(Passage shown)
> On Jun 28, 2016, at 9:49 AM, Austin Zheng <[email protected]> wrote:
> 
> This makes sense. If nobody objects I'll prepare a proposal today. 
> 
> By the way, on the topic of design topics: is there any core team support for 
> removing associated type inference? I have a proposal there that I would like 
> to move into the formal review stage at some point. 

Well, *I* want to remove associated type inference because I feel that we 
shouldn’t have global inference like this in Swift. I am, however, concerned 
about the standard library’s ability to make conformances to the Collection 
protocols provide meaningful defaults for, e.g., the SubSequence associated 
type.

        - Doug

> 
> Best,
> Austin
> 
> Sent from my iPhone
> 
>> On Jun 28, 2016, at 9:33 AM, Douglas Gregor <[email protected]> wrote:
>> 
>> 
>>> On Jun 27, 2016, at 10:40 PM, Charlie Monroe <[email protected]> 
>>> wrote:
>>> 
>>> Oh, I see. The issue is then the following:
>>> 
>>> let x = f
>>> x(1, 2) // Error: Missing argument labels 'a:b:' in call
>>> 
>>> let y: (Int, Int) -> () = f
>>> f(1, 2) // OK
>>> 
>>> Which requires you to write x(a: 1, b: 2). I must admit, however, that I 
>>> always liked this behavior…
>> 
>> Right, that’s the issue. The idea behind this is that it’s a simplification 
>> to the type system to eliminate argument labels from types, so we can 
>> eliminate some extra subtyping relationships (e.g., between function types 
>> with labels and ones without labels). Essentially, argument labels become 
>> part of the names of declarations (only!), which is consistent with our view 
>> that the names of functions/methods/initializers include all of the argument 
>> names.

(Exercise instructions) Which people does the Swift email thread above show as writers of its messages? Give their full names.

(Dataset extract)
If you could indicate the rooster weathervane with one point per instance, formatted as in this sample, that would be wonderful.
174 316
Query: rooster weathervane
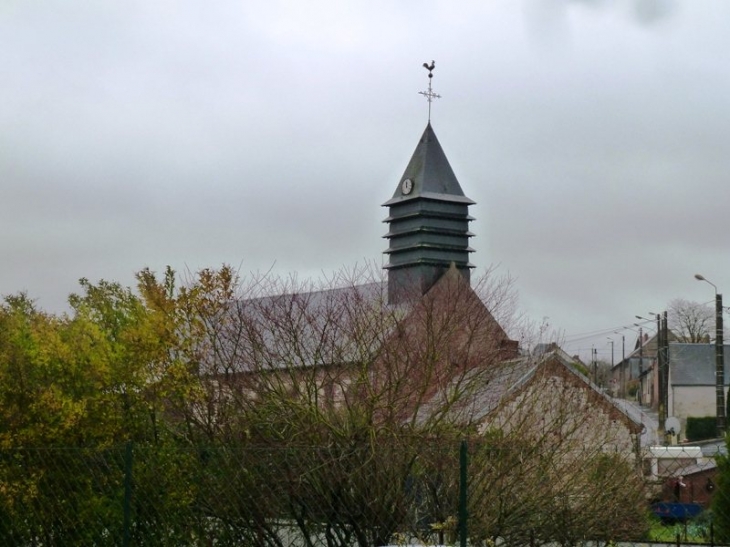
430 95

(Output for this task) Austin Zheng, Douglas Gregor, Charlie Monroe